# PASSAGE TO READ
# # # #

Accepted for/Published in: JMIR AI
Date Submitted: Nov 13, 2025
Open Peer Review Period: Dec 2, 2025 - Jan 27, 2026
Date Accepted: Apr 8, 2026
(closed for review but you can still tweet)
Subject-Aware Model Validation for Repeated-Measures Data: A Nested Approach for Trustworthy Medical AI Applications
ABSTRACT
Background:
Repeated-measures datasets are common in biomechanics and digital health, where each participant contributes multiple correlated trials. If cross-validation (CV) ignores this structure, information can leak from training to test folds, inflating performance and undermining clinical credibility.
Objective:
To evaluate the impact of subject-aware validation strategies on model reliability in repeated-measures classification tasks, using fear of re-injury prediction post–anterior cruciate ligament reconstruction (ACLR) as a case study.
Methods:
We analyzed 623 hop trials from 72 individuals post-ACLR to classify fear of re-injury based on biomechanical features. Four cross-validation (CV) strategies were compared: stratified 10-fold CV, Leave-One-Participant-Out CV (LOPOCV), Group 3-Fold CV, and a nested framework combining LOPOCV (outer loop) with Group 3-fold CV (inner loop). Ten supervised classifiers were benchmarked across classification accuracy, train–test generalization gap, model ranking consistency, and computational efficiency.

# # # #

# WORK ITEM
Pick up the abstract on subject-aware model validation after its last sentence and continue it.

# RECORDS SUPPLIED
# # # #

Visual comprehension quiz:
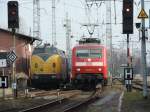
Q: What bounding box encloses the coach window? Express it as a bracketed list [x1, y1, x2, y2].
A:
[90, 49, 102, 58]
[76, 49, 89, 58]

# # # #

# ANSWER SECTION
Results:
Stratified 10-Fold CV systematically overestimated model performance (e.g., Extra Trees accuracy of 0.91 vs. 0.66 under LOPOCV) due to subject-level data leakage. Group and nested CV strategies yielded more conservative and stable estimates. The nested LOPOCV + Group CV framework achieved a good balance between generalization and participant-level independence, with reduced bias and overfitting compared to non-nested alternatives.
Conclusions:
Subject-aware validation strategies are essential for trustworthy ML evaluation in repeated-measures settings. Nested CV designs improve reproducibility, reduce selection bias, and align with regulatory expectations for clinical ML tools. These findings support best practices in model validation for biomechanics and digital health applications.